• Provided text:
MSP #7: OFFSHORE VOLUNTARY DISCLOSURE (OVD)
The OVD Programs Initially Undermined the Law and Still Violate Taxpayer Rights.
The OVD Programs Initially Undermined the Law and Still Violate Taxpayer Rights.
Improve the transparency of the OVD and streamlined programs by:
a. Publishing OVD-related program guidance as a revenue procedure (or similar guidance published in the Internal Revenue Bulletin) that incorporates comments from internal and external stakeholders, and assigning interpretation of the guidance to national office attorneys whose advice would be disclosed to the public just like other Chief Counsel Advice (CCA).
b. Providing instructions to OVD program staff by incorporating them into the IRM; which incorporates comments from internal stakeholders and is disclosed to the public.
c. Publishing interpretations of the program terms by any IRS employees authorized to interpret them (e.g., by IRS attorneys and technical advisors) just like CCA.
d. More frequently updating the guidance on the IRS website with any clarifying interpretations rendered by technical advisors or other IRS employees to the extent those interpretations are not incorporated into other public guidance.
IRS RESPONSE TO RECOMMENDATION: The IRS believes that its current publication of the OVDI program terms and instructions are sufficiently transparent, and the current publication methods allow the IRS more flexability to incorpoate input from stakeholders than the Chief Counsel publication process. The IRS has published program terms and instructions for taxpayers and IRS personnel on irs.gov. This includes extensive guidance for taxpayers in the form of Frequently Asked Questions (FAQs). The FAQs reflect input and feedback from both external and internal stakeholders received since the first OVDP in 2009. Over the course of the various versions of the OVDP, IRS representatives from multiple divisions and offices have met with both external and internal stakeholders. While the IRS initially received some negative feedback from practitioners about the FAQs following the 2009 OVDP, subsequent feedback about the 2011 OVDI and 2012 OVDP guidance has been positive. Since the inception of the first OVDP in 2009, the IRS has periodically updated the program guidance based on both external and internal input and feedback to make changes, clarifications, and corrections. In addition, the FAQs have been updated periodically to correspond with other legal or administrative changes impacting program terms. The FAQs allow the IRS to respond promptly to practitioner concerns and trends with submissions. In addition to FAQs, the IRM provides guidance for IRS personnel handling OVDP cases. The IRM provisions are published on irs.gov and are available to the public. Thus, the OVDP guidance published on irs.gov reflects cumulative feedback from many internal and external stakeholders and allows the IRS flexibility to make changes, corrections, and clarifications as needed. The formal guidance process in contrast would not allow for such flexibility. Moreover, the public has been on notice that the program may be terminated at any time or that program terms may change at any time, as they did most recently in June 2014. For these reasons and those previously provided in responses to similar recommendations in the 2011, 2012 and 2013 Taxpayer Advocate Reports, the IRS does not intend to adopt this recommendation.

• Required work:
Continue the report section on offshore voluntary disclosure, starting right after its final sentence.

• Given information:
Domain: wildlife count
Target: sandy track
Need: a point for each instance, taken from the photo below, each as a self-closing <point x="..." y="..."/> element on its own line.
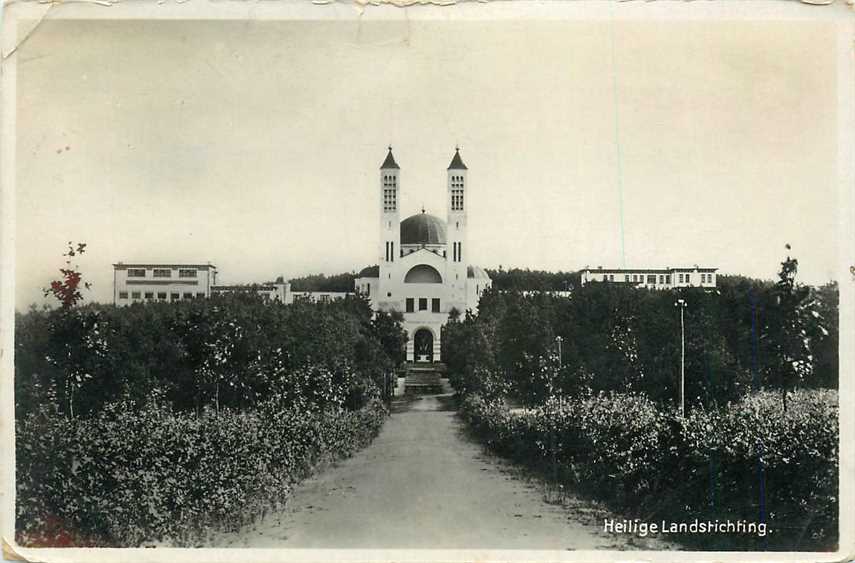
<point x="423" y="484"/>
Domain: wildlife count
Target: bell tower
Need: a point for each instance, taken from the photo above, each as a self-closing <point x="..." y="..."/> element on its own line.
<point x="457" y="244"/>
<point x="390" y="224"/>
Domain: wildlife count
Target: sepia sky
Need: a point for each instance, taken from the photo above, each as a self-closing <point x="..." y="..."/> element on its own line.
<point x="256" y="145"/>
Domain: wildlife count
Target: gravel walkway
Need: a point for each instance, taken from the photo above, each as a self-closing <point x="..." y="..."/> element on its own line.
<point x="423" y="484"/>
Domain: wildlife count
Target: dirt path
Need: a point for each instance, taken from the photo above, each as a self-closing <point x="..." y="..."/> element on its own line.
<point x="423" y="484"/>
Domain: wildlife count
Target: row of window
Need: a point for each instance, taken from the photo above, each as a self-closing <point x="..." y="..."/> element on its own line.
<point x="423" y="303"/>
<point x="390" y="199"/>
<point x="161" y="273"/>
<point x="662" y="278"/>
<point x="161" y="295"/>
<point x="457" y="198"/>
<point x="457" y="252"/>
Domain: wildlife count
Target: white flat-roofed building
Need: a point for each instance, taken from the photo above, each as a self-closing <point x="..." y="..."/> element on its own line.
<point x="653" y="278"/>
<point x="134" y="283"/>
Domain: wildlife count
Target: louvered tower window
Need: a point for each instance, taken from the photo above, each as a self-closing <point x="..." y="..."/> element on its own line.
<point x="390" y="200"/>
<point x="457" y="193"/>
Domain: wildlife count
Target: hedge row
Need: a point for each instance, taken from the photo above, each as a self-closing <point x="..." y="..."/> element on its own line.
<point x="749" y="461"/>
<point x="131" y="475"/>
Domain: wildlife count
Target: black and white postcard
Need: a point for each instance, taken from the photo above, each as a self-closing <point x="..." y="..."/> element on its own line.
<point x="486" y="281"/>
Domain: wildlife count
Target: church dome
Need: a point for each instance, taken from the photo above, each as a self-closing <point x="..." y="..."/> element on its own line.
<point x="422" y="228"/>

• Exercise answer:
CORRECTIVE ACTION: N/A
TAS RESPONSE: TAS continues to receive complaints about the lack of transparency and due process the IRS provides in connection with the IRS’s OVD and streamlined programs. Earlier this month, practitioners at a roundtable discussion also complained more generally about the IRS’s use of FAQs, observing the IRS can change, delete, or move them without notice and without preserving a historical record of the change. Although the IRS has considered some stakeholder concerns through fora such as the recent roundtable, its refusal to invite comments and publicly consider them avoids transparency and accountability, as the public does not understand what comments the IRS has considered or why it has rejected them. The “inconvenient” delay associated with formal guidance – cited by the IRS as a reason for not publicizing it – results from the IRS’s obligation to publicly invite comments and then to actually consider and respond to them. When the OVD programs were first established, the IRS’s use of FAQs and undocumented procedures was perhaps understandable in light of such delay. Several years later, however, it is difficult to find a legitimate reason for the IRS to continue to run these programs indefinitely using unpublished FAQ interpretations, secret committees, and avoidance of oversight by the Office of Appeals or any other entity.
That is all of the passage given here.